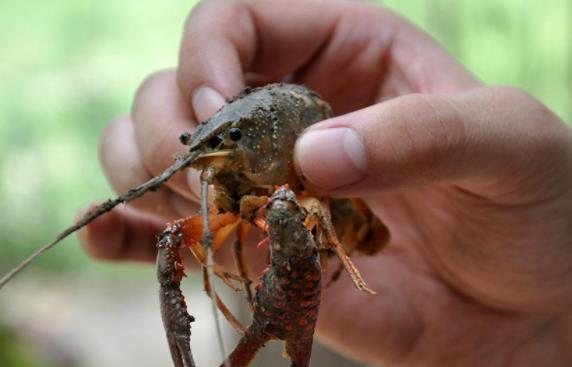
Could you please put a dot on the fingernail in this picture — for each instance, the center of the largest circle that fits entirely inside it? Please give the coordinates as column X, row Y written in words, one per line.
column 194, row 183
column 331, row 158
column 206, row 101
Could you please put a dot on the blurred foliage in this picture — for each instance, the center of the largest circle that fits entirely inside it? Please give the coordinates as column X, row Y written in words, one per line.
column 15, row 352
column 70, row 66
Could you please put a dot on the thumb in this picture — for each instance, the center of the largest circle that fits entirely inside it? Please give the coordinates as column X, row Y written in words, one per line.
column 474, row 138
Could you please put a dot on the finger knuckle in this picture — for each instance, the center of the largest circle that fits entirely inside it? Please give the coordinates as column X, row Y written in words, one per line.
column 435, row 131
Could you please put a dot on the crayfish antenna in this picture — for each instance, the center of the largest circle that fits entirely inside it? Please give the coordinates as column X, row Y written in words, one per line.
column 209, row 274
column 153, row 184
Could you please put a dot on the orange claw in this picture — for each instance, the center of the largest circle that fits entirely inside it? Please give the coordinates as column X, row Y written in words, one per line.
column 264, row 243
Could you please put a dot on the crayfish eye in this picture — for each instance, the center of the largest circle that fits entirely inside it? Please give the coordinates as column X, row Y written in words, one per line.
column 235, row 134
column 214, row 142
column 185, row 138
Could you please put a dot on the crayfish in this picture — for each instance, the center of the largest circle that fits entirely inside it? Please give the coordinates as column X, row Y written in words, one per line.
column 245, row 154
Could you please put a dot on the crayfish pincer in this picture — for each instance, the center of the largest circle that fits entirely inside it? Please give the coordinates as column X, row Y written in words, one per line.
column 288, row 296
column 245, row 154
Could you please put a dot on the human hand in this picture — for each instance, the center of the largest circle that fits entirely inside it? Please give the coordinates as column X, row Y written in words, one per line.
column 472, row 181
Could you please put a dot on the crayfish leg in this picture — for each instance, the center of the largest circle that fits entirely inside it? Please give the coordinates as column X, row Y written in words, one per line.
column 320, row 217
column 242, row 233
column 299, row 351
column 222, row 225
column 232, row 320
column 176, row 319
column 253, row 339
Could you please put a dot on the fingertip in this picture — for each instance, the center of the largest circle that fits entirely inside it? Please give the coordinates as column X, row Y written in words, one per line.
column 328, row 159
column 206, row 102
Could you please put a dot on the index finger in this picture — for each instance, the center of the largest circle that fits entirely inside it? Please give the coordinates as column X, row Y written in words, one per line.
column 327, row 45
column 225, row 39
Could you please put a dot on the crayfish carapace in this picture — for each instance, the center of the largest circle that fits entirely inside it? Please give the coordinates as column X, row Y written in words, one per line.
column 245, row 151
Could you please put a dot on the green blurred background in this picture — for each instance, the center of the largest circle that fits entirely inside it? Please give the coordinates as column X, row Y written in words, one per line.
column 68, row 67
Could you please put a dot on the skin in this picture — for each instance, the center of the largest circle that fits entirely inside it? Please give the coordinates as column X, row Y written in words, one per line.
column 473, row 181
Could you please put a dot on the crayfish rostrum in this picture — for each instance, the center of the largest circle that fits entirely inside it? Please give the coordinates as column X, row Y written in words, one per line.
column 245, row 153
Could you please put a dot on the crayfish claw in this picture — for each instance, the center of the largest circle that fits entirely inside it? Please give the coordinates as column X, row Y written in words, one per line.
column 176, row 319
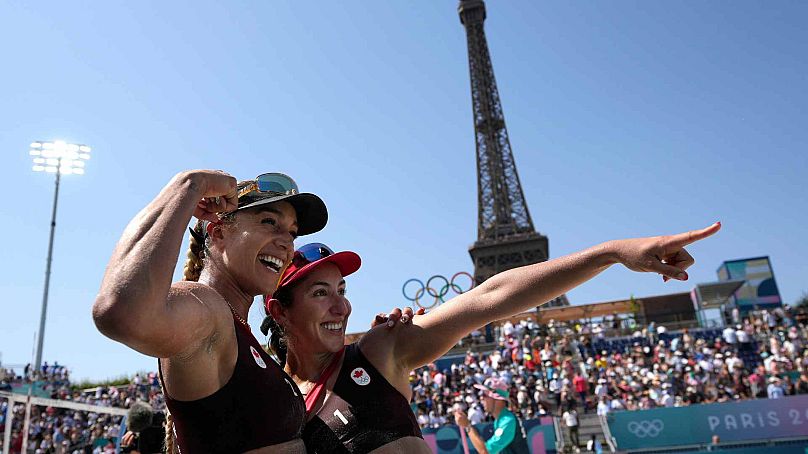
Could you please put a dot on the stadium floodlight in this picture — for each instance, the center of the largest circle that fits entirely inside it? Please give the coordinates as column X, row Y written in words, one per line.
column 59, row 158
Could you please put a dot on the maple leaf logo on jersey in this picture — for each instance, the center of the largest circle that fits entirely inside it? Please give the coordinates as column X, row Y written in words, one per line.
column 360, row 376
column 257, row 358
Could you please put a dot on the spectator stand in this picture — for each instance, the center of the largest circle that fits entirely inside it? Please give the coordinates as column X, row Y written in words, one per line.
column 15, row 401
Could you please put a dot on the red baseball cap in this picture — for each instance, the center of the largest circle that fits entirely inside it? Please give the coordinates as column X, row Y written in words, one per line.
column 307, row 258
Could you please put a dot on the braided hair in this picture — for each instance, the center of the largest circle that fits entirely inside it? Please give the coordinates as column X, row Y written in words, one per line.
column 277, row 338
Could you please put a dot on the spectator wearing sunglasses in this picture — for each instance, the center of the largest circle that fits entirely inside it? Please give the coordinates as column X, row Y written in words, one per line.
column 223, row 391
column 358, row 395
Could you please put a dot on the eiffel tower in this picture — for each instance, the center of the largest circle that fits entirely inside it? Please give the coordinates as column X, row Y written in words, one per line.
column 506, row 237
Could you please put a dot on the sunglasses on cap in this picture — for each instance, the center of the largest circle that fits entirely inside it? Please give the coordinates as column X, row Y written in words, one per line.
column 271, row 183
column 310, row 253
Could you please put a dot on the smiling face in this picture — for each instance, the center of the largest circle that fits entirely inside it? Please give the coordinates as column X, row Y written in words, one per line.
column 319, row 313
column 257, row 245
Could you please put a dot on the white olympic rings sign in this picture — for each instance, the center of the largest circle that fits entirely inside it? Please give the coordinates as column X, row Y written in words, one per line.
column 643, row 429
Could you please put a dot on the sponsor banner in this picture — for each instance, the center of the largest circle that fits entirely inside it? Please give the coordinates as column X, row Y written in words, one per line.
column 446, row 440
column 732, row 421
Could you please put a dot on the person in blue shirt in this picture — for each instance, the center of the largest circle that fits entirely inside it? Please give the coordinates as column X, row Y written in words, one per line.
column 509, row 436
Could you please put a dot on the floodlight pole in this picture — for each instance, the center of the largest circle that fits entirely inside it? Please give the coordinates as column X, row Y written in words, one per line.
column 41, row 334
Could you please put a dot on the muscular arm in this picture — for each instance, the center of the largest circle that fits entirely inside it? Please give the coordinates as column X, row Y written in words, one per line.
column 137, row 304
column 519, row 289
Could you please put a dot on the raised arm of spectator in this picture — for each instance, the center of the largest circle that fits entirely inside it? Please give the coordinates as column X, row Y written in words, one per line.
column 514, row 291
column 137, row 304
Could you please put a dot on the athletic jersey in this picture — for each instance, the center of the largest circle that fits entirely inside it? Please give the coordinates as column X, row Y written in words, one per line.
column 259, row 406
column 509, row 436
column 363, row 412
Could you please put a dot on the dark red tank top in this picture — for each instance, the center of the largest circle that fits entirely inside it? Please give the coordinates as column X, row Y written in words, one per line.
column 259, row 406
column 363, row 412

────────────────────────────────────────

Can you copy out, word for word, the run of lines that opens with the line containing "Could you please put a dot on the maple" and closes with the line containing "column 15, row 401", both of those lines included?

## Full response
Could you please put a dot on the maple leaf logo on jersey in this picture — for each instance, the center of the largest circle that fits entirely inside it? Please give the coordinates as column X, row Y written in words, one per line.
column 360, row 376
column 257, row 358
Could you please put a dot on the spectator stand in this picture — for each instance, the center of the largest circle that fits entirely inside it? Please give the coordinates as column X, row Y written in words, one per line.
column 15, row 401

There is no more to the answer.